**TEXT SECTION**
--
I can get same results as retinaface with 3 scales of FaceBoxes (minus the landmarks). For my usage, I usually know what scale I am looking for so I am interested in the comparison.

from pytorch_retinaface.

lucasjinreal commented on May 23, 2024

I can not reproduce the 4ms speed, instead, I got 400ms:

import os
import sys
import os
import argparse
import torch
import torch.backends.cudnn as cudnn
import numpy as np
from data import cfg
from layers.functions.prior_box import PriorBox
from utils.nms.py_cpu_nms import py_cpu_nms
import cv2
from models.retinaface import RetinaFace
from utils.box_utils import decode
from alfred.utils.log import logger as logging
from alfred.dl.torch.common import device
import glob
import time


force_cpu = False
if force_cpu:
    device = torch.device('cpu')

parser = argparse.ArgumentParser(description='Retinaface')
parser.add_argument('-m', '--trained_model', default='./weights/Final_Retinaface.pth',
                    type=str, help='Trained state_dict file path to open')
--
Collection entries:
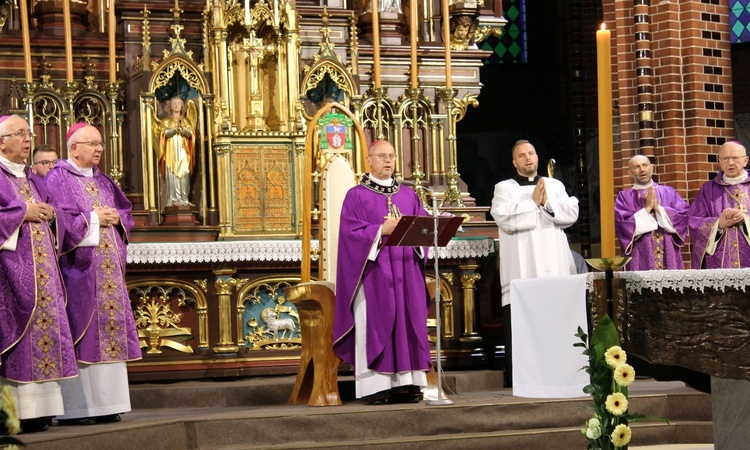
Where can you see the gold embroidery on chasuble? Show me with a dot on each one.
(110, 313)
(44, 323)
(658, 250)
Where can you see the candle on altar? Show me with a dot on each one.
(375, 43)
(26, 40)
(111, 30)
(68, 42)
(447, 42)
(414, 18)
(606, 164)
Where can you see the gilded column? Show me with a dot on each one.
(468, 285)
(224, 284)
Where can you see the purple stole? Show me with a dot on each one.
(657, 249)
(394, 285)
(732, 249)
(35, 342)
(101, 318)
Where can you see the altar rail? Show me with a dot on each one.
(217, 309)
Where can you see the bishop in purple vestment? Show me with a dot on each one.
(650, 221)
(98, 220)
(719, 224)
(381, 297)
(35, 341)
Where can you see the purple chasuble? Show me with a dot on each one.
(35, 338)
(396, 295)
(732, 248)
(101, 318)
(658, 249)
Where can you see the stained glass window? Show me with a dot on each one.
(739, 21)
(510, 47)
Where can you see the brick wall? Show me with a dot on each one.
(673, 82)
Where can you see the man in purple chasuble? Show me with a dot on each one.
(36, 348)
(650, 221)
(718, 220)
(98, 220)
(380, 323)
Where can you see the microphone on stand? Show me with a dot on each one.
(441, 399)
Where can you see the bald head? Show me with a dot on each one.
(732, 158)
(640, 169)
--
**TASK DESCRIPTION**
Pick up the RetinaFace forum thread after its last line and keep it going.

**THE OUTPUT**
parser.add_argument('--origin_size', default=True, type=str,
                    help='Whether use origin image size to evaluate')
parser.add_argument('--img_folder', default='./images/',
                    type=str, help='dataset path')
parser.add_argument('--confidence_threshold', default=0.02,
                    type=float, help='confidence_threshold')
parser.add_argument('--top_k', default=5000, type=int, help='top_k')
parser.add_argument('--nms_threshold', default=0.3,
                    type=float, help='nms_threshold')
parser.add_argument('--keep_top_k', default=750, type=int, help='keep_top_k')
parser.add_argument('-s', '--show_image', action="store_true",
                    default=True, help='show detection results')
parser.add_argument('--vis_thres', default=0.5, type=float,
                    help='visualization_threshold')
args = parser.parse_args()


def check_keys(model, pretrained_state_dict):
    ckpt_keys = set(pretrained_state_dict.keys())
    model_keys = set(model.state_dict().keys())
    used_pretrained_keys = model_keys & ckpt_keys
    unused_pretrained_keys = ckpt_keys - model_keys
    missing_keys = model_keys - ckpt_keys
    print('Missing keys:{}'.format(len(missing_keys)))
    print('Unused checkpoint keys:{}'.format(len(unused_pretrained_keys)))
    print('Used keys:{}'.format(len(used_pretrained_keys)))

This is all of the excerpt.